## Job
Count how many lines in the listing below contain the string "reflection", treating uppercase and lowercase as different. Reply with the number alone.

[Records from a dataset]
BEGIN

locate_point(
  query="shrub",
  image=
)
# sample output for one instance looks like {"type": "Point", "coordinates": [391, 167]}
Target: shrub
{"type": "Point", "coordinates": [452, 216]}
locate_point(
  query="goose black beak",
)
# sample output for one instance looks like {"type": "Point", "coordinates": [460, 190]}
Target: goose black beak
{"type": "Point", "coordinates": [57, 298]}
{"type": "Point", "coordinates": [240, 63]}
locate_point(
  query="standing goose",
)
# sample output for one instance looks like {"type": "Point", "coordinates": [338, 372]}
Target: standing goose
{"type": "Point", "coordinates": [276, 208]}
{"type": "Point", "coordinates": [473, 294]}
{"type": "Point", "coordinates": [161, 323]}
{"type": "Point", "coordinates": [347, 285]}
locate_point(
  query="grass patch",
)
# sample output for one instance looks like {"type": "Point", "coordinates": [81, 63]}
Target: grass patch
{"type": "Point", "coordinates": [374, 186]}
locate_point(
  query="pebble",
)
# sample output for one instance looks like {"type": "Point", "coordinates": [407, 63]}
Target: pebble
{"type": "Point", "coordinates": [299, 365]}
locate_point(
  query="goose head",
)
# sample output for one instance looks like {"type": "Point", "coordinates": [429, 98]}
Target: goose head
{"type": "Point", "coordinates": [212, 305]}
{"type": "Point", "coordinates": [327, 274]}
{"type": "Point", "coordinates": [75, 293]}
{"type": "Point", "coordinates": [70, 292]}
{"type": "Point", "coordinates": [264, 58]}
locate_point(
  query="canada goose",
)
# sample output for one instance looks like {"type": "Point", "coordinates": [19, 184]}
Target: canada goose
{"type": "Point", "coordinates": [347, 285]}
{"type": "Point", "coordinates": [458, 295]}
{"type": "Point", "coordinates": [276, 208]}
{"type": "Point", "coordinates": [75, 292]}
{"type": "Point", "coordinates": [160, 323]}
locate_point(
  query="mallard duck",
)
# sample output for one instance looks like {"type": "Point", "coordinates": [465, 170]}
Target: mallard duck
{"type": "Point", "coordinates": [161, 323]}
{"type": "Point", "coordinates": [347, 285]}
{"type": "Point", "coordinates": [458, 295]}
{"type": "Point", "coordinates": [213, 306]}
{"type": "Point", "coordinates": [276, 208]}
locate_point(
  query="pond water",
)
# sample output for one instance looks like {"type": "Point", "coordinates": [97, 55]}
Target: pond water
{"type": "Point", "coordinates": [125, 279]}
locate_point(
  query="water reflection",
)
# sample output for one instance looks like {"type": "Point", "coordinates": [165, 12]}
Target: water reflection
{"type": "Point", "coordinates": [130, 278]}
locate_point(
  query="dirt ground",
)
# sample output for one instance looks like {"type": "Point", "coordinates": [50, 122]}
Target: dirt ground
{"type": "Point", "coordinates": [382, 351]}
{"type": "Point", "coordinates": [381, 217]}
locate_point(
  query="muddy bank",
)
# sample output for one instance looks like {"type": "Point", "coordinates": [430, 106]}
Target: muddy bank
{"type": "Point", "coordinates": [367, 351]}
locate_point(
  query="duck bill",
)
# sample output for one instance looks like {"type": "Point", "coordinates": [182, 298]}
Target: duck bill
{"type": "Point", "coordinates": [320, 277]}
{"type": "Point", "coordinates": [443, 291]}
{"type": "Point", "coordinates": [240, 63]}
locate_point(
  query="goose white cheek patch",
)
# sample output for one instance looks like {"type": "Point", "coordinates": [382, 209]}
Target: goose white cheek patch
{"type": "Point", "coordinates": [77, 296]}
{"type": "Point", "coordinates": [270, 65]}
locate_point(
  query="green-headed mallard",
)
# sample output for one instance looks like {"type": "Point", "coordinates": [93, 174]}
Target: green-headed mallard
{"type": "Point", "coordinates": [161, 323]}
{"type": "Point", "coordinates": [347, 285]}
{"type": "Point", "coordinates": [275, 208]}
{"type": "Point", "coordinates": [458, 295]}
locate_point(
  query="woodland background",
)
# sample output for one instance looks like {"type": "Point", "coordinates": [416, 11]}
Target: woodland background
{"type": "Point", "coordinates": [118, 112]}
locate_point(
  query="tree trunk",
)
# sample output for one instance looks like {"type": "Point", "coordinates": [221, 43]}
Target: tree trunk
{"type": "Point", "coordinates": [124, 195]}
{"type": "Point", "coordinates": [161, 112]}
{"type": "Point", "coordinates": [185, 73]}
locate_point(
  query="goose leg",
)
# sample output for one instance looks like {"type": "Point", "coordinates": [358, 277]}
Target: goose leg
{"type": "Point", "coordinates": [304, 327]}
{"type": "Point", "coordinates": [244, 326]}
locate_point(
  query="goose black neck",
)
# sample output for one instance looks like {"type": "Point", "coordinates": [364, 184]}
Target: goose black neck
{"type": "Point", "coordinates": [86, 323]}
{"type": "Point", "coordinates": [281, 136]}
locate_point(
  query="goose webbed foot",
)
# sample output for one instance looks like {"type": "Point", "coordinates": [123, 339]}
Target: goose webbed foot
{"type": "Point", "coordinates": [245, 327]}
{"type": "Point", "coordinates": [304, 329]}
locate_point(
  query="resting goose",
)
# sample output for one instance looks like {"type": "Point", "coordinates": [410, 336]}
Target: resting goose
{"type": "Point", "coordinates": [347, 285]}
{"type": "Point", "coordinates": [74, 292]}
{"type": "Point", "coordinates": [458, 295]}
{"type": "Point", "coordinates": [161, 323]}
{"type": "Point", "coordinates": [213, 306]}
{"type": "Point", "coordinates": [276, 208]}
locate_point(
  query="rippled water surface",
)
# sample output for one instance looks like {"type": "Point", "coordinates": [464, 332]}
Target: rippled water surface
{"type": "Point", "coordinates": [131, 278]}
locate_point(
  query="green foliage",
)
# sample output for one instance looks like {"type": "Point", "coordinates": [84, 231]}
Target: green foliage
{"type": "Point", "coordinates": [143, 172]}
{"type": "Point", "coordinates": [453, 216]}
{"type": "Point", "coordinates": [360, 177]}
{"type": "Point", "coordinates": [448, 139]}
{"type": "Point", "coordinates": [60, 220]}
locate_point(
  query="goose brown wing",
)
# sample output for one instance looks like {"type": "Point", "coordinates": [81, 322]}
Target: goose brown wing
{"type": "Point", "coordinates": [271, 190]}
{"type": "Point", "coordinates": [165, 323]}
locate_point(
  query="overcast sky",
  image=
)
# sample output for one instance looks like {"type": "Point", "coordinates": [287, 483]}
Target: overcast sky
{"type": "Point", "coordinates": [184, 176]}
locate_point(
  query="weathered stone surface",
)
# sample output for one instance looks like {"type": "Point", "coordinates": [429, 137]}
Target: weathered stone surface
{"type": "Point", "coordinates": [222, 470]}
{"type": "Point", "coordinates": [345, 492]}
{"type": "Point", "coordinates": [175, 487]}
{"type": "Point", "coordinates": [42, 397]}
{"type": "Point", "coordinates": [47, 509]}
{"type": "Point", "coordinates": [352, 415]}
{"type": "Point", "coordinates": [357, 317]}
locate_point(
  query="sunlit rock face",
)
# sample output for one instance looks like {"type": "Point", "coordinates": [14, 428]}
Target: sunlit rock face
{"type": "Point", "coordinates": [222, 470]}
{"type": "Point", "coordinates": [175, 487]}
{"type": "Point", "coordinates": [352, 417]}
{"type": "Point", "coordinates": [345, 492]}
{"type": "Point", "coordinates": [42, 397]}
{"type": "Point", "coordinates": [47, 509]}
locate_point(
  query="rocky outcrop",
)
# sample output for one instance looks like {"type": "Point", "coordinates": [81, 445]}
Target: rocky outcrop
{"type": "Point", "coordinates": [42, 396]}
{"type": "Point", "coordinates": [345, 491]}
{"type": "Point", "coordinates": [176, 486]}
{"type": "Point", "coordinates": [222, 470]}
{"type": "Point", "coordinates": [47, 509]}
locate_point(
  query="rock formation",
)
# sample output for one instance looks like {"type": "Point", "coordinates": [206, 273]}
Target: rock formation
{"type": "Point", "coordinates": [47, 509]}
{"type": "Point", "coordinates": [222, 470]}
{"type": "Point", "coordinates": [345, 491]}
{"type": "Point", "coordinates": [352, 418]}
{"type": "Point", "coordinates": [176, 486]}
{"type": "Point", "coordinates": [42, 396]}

END

## Response to this exercise
2